Work request A: Can you copy out the sepsis trial abstract below from "Autor: Sprung CL;" to "and trial results."?
Work request B: How would the sepsis trial abstract below go on after its last line? Write the next part.

-- Text passage follows --

Influence of alterations in foregoing life-sustaining treatment practices on a clinical sepsis trial. The HA-1A Sepsis Study Group.

Autor: Sprung CL; Department of Anesthesiology and Critical Care Medicine, Hadassah Hebrew University Medical Center, Hebrew University of Jerusalem, Israel., Eidelman LA, Pizov R, Fisher CJ Jr, Ziegler EJ, Sadoff JC, Straube RC, McCloskey RV
Jazyk: angličtina
Zdroj: Critical care medicine [Crit Care Med] 1997 Mar; Vol. 25 (3), pp. 383-7.
DOI: 10.1097/00003246-199703000-00002
Abstrakt: Objectives: To evaluate the timing of foregoing life-sustaining treatments in patients enrolled in a sepsis trial and to determine their influence on patient outcome and trial results.
Design: Subset of patients in a prospective, randomized, double-blind, placebo-controlled study.
Setting: Twenty-three academic medical centers.
Patients: Enrolled patients who had life-sustaining therapies withheld or withdrawn.

-- Text passage concluded --
-- Raw data follows --

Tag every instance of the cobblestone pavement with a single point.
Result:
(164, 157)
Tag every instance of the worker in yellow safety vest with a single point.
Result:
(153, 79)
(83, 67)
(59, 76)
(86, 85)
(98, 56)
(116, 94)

-- Raw data concluded --

Written response A:
Autor: Sprung CL; Department of Anesthesiology and Critical Care Medicine, Hadassah Hebrew University Medical Center, Hebrew University of Jerusalem, Israel., Eidelman LA, Pizov R, Fisher CJ Jr, Ziegler EJ, Sadoff JC, Straube RC, McCloskey RV
Jazyk: angličtina
Zdroj: Critical care medicine [Crit Care Med] 1997 Mar; Vol. 25 (3), pp. 383-7.
DOI: 10.1097/00003246-199703000-00002
Abstrakt: Objectives: To evaluate the timing of foregoing life-sustaining treatments in patients enrolled in a sepsis trial and to determine their influence on patient outcome and trial results.

Written response B:
Measurements and Main Results: The number of patients, types of disorders and interventions, reasons, and timing of withholding and withdrawing life-sustaining treatments and their effect on mortality and trial results were assessed. Foregoing of life-sustaining therapies took place in 117 (22%) of 543 patients and occurred within 72 hrs of study drug administration in 38 (32%) patients. Withholding treatment (60%) was more common than withdrawing treatment (40%), but withdrawing treatment was more frequent (51%) than withholding treatment (20%) in the first 72 hrs of the trial (p < .01). Sixty-one (52%) patients had severe underlying disorders with a poor prognosis. The hospital mortality rate was 94% (of the 117 patients). The mean time (SEM) from withholding or withdrawing of treatment until death was 2.83 +/- 0.57 and 0.32 +/- 0.13 days, respectively (p < .001). Patients who had therapies foregone in the first 24, 48, and 72 hrs after receiving the study drug had higher mortality rates in the first 72 hrs (p < .01).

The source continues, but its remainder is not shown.